Named object pointing entries:
******

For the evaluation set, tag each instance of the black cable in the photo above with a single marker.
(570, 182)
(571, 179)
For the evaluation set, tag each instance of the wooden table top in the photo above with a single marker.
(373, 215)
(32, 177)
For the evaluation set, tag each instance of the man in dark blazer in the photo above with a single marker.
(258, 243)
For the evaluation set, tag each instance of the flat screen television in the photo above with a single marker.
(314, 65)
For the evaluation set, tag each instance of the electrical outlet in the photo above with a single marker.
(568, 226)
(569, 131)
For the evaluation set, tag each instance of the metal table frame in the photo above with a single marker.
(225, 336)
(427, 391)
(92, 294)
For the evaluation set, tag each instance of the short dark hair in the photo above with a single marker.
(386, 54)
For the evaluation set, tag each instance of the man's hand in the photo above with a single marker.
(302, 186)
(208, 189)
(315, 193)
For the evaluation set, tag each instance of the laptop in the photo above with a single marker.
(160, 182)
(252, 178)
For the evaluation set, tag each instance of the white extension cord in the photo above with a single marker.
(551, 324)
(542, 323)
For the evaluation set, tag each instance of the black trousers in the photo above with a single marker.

******

== BRIEF ==
Copy the listing above line for line, without changing anything.

== FULL RESPONSE ==
For the evaluation set, tag each instance of the black cable in the photo above with a single marker.
(570, 182)
(571, 179)
For the evaluation set, tag each instance of the wooden table top in the photo above with a single marker.
(373, 215)
(32, 177)
For the evaluation set, tag each instance of the man in dark blazer in the photo above with a single marker.
(258, 243)
For the evaluation set, tag each instance of the flat screen television in the photo above with a single marker.
(314, 65)
For the evaluation set, tag each instance of the electrical outlet in the photo above with a single marker.
(568, 226)
(569, 131)
For the evaluation set, tag each instance of the metal table frame in the photo above with a single marker.
(225, 336)
(427, 391)
(92, 294)
For the evaluation set, tag each instance of the short dark hair in the photo above with a single marker.
(386, 54)
For the evaluation set, tag each instance of the man's hand in the photo above with a single marker.
(302, 186)
(208, 189)
(315, 193)
For the evaluation set, tag each instance of the laptop in the photo above with a single marker.
(160, 182)
(252, 178)
For the evaluation set, tag each instance of the white extension cord in the photo above with a single marker.
(551, 324)
(542, 323)
For the evaluation set, tag each instance of the black trousers in the photo above with a single marker.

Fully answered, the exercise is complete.